--- start Entries provided ---
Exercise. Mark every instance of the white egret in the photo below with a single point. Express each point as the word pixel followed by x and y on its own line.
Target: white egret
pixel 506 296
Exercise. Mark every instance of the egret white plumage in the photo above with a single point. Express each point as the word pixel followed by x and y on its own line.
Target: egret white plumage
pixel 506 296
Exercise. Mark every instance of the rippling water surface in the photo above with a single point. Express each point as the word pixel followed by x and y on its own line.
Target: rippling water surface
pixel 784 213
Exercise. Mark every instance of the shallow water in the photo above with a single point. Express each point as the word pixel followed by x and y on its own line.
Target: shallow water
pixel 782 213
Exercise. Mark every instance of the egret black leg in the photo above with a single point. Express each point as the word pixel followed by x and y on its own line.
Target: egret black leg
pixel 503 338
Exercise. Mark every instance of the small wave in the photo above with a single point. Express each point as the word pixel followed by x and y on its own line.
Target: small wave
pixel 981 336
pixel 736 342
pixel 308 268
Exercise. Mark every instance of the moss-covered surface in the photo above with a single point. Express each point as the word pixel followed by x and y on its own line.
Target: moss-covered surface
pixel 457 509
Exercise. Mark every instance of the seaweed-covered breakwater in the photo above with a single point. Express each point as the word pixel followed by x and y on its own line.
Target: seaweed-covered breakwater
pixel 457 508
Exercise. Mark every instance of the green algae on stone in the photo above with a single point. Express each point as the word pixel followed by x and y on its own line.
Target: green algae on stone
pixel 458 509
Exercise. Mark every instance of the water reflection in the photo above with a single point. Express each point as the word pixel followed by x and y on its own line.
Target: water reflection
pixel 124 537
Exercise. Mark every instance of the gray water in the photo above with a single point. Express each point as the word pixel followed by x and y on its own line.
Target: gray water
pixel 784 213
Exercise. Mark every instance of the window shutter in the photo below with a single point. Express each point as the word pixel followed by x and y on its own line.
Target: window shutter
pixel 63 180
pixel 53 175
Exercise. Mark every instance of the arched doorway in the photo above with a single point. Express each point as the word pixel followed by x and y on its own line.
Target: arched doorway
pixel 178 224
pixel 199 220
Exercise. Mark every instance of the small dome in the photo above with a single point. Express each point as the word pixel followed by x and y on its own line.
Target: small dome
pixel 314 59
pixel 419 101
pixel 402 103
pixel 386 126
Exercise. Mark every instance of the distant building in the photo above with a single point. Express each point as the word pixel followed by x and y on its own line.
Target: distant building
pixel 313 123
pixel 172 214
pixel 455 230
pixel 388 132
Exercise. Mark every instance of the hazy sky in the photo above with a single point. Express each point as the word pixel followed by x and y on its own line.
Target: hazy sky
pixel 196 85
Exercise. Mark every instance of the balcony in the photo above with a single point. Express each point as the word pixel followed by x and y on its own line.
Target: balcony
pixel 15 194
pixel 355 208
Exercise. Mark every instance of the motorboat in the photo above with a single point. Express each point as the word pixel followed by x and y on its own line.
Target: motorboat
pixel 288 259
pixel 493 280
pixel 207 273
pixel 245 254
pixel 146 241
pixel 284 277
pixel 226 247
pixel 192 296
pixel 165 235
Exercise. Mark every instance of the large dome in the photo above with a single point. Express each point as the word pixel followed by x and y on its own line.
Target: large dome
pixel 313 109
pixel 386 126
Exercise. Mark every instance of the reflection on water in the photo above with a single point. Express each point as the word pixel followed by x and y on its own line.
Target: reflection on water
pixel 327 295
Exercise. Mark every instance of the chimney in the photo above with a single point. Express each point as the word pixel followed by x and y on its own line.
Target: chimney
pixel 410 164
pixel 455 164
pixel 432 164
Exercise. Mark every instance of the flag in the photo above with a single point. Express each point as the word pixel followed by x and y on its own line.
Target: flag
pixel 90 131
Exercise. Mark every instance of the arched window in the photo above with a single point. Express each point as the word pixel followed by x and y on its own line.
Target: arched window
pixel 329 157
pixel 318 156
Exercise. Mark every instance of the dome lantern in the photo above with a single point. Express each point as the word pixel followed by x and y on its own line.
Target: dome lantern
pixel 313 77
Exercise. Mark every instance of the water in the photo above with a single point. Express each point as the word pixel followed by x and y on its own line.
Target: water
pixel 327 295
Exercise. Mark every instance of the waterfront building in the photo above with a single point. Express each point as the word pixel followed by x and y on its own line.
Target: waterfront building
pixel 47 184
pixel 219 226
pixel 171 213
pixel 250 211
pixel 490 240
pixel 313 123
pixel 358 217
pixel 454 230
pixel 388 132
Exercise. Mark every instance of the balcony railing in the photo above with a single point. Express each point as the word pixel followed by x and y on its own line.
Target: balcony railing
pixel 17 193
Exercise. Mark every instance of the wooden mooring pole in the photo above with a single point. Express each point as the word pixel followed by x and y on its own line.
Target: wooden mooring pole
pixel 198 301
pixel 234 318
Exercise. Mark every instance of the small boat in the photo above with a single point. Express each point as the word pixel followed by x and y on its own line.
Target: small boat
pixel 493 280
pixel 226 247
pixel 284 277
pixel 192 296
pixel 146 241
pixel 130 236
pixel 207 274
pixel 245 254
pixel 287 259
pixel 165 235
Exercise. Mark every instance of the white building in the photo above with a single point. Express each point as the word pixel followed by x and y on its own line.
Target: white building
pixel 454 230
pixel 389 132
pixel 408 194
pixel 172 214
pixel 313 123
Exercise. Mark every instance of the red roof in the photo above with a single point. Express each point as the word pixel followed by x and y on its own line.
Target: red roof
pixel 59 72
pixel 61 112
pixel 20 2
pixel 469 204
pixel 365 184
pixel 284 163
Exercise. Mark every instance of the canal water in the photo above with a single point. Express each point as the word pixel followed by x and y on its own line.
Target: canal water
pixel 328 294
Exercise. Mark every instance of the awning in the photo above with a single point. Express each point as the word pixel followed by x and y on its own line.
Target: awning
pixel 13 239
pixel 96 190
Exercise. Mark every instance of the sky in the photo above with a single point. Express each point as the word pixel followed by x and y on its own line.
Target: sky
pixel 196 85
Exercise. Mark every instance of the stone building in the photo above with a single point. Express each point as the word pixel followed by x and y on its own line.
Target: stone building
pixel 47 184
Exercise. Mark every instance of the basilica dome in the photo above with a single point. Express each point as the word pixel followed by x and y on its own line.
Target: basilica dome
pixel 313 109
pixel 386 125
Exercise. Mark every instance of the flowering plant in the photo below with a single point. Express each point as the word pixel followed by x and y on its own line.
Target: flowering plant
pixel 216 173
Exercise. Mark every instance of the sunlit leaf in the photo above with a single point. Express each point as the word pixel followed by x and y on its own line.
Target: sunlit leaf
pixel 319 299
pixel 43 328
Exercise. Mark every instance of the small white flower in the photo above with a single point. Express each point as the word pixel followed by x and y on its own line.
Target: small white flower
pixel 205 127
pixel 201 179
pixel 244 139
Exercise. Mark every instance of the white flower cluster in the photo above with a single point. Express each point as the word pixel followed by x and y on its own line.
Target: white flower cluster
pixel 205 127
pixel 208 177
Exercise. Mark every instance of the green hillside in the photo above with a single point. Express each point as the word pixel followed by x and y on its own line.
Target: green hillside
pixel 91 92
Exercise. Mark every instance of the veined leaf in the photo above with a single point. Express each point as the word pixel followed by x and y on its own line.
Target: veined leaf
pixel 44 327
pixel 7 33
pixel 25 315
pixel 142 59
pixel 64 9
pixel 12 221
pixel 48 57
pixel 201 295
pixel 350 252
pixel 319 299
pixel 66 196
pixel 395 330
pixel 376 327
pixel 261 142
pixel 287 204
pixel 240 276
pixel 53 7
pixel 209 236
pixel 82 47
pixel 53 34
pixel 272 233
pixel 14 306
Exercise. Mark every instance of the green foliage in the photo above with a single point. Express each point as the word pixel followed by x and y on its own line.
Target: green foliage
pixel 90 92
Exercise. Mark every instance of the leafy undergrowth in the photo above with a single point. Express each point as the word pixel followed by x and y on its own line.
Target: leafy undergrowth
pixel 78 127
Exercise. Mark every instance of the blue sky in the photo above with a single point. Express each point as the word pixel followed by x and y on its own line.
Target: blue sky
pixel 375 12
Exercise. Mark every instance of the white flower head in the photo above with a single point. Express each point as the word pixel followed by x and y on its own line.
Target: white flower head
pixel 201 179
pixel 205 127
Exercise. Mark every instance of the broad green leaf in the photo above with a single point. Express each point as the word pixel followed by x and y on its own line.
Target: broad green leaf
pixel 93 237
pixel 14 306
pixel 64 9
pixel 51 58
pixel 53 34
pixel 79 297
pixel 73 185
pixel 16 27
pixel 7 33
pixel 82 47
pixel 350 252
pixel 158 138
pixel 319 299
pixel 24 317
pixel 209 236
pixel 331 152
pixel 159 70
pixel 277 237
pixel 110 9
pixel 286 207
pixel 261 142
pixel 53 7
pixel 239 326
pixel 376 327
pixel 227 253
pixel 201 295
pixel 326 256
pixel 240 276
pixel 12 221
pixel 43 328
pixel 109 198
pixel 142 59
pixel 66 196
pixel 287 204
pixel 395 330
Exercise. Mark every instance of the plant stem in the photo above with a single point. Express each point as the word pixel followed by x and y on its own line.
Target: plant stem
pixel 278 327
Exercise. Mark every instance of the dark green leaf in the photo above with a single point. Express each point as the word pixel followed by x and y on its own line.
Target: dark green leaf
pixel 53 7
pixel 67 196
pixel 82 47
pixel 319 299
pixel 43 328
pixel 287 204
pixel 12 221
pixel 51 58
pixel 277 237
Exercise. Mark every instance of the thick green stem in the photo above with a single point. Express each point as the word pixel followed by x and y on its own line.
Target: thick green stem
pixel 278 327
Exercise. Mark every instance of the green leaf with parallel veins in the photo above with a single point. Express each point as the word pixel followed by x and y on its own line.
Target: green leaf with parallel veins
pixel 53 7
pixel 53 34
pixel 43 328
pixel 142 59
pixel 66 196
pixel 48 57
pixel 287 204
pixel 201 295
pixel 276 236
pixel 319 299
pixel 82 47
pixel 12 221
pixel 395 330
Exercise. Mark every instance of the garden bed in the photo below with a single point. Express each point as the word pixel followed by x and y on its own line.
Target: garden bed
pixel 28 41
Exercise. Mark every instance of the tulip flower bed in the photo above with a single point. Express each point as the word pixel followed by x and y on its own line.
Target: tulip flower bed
--- end Entries provided ---
* Exercise task *
Can you express the lines above, from the one containing "Exercise. Mark every instance of the small boat" through the one containing "pixel 328 294", inclusive, as a JSON list of strings with one string per line and any blank lines omitted?

* Solution to this task *
[
  "Exercise. Mark every instance of the small boat in the photo above with a single point. Express each point as the word pixel followed by x and y on its own line.",
  "Target: small boat",
  "pixel 493 280",
  "pixel 226 247",
  "pixel 284 277",
  "pixel 192 296",
  "pixel 146 241",
  "pixel 130 236",
  "pixel 207 274",
  "pixel 245 254",
  "pixel 287 259",
  "pixel 165 235",
  "Exercise. Mark every instance of the white building in the photo above with a single point. Express each point as the word pixel followed by x and y on its own line.",
  "Target: white building",
  "pixel 454 230",
  "pixel 389 132",
  "pixel 408 194",
  "pixel 172 214",
  "pixel 313 123",
  "Exercise. Mark every instance of the red roof in the photo above with a single point. Express each point as the word pixel followed by x and y on its own line.",
  "Target: red roof",
  "pixel 59 72",
  "pixel 61 112",
  "pixel 20 2",
  "pixel 469 204",
  "pixel 365 184",
  "pixel 284 163",
  "Exercise. Mark every instance of the canal water in the photo above with a single point. Express each point as the word pixel followed by x and y on its own line.",
  "Target: canal water",
  "pixel 328 294"
]